## Your instructions:
All lines from the entries below that contain the string "glass" should be copied out.

## Provided information:
··········

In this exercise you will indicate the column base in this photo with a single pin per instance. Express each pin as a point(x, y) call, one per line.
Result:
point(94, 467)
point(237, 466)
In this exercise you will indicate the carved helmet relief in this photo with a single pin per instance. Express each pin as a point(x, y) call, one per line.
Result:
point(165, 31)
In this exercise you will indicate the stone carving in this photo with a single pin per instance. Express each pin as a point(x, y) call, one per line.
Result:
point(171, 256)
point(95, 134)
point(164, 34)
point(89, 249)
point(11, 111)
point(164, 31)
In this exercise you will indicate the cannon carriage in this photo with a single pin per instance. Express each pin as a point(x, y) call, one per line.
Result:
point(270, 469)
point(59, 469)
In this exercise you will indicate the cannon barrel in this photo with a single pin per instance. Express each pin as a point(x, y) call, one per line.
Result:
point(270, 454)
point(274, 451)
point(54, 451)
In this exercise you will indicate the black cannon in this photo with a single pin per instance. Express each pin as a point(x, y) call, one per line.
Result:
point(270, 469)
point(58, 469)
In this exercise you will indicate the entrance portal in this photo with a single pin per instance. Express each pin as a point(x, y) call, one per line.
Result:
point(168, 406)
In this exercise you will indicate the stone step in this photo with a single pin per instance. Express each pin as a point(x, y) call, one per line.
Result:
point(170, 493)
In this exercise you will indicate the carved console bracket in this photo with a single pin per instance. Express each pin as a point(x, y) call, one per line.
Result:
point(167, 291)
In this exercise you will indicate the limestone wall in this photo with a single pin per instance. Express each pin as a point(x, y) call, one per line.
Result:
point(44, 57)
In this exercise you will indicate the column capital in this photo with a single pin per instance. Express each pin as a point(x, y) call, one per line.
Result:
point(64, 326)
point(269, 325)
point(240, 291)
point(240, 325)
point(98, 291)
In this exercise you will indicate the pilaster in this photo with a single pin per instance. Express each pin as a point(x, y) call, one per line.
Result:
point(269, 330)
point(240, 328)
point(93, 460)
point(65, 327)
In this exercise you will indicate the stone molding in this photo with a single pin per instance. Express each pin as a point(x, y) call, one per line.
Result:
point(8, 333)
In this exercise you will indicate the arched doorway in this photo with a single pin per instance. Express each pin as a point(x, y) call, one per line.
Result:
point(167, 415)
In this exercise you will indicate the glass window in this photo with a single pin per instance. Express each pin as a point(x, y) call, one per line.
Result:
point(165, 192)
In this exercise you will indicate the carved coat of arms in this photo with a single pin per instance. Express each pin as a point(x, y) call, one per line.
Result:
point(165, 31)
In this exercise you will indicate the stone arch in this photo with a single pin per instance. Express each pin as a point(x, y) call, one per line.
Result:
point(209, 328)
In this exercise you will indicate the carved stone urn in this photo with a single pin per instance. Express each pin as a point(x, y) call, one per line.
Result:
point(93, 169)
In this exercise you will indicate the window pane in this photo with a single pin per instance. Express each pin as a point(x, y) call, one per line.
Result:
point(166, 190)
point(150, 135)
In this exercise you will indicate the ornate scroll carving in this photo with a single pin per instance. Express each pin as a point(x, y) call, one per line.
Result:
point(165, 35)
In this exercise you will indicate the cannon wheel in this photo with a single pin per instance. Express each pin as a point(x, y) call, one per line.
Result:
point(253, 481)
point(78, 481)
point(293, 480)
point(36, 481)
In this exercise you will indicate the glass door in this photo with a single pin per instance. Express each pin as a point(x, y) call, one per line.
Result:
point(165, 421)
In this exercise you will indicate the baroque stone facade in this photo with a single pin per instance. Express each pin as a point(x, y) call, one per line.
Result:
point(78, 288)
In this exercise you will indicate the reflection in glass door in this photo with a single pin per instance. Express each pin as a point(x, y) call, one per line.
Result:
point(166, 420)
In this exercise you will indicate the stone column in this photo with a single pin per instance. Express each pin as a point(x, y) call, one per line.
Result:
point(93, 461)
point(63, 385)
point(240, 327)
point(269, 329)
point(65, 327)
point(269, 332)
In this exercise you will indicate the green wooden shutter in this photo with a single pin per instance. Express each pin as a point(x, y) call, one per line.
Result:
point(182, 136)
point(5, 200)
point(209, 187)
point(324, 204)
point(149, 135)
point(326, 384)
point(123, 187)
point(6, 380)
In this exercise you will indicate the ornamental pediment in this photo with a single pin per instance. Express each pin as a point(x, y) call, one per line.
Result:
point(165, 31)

··········

## Answer space:
In this exercise you will indicate the glass window in this photo with a single pin per instance. Express each pin as a point(x, y) call, one per line.
In this exercise you will indicate the glass door in this photo with a single pin per instance. Express each pin as a point(x, y) call, one per line.
In this exercise you will indicate the reflection in glass door in this photo with a single pin per instance. Express each pin as a point(x, y) call, one per line.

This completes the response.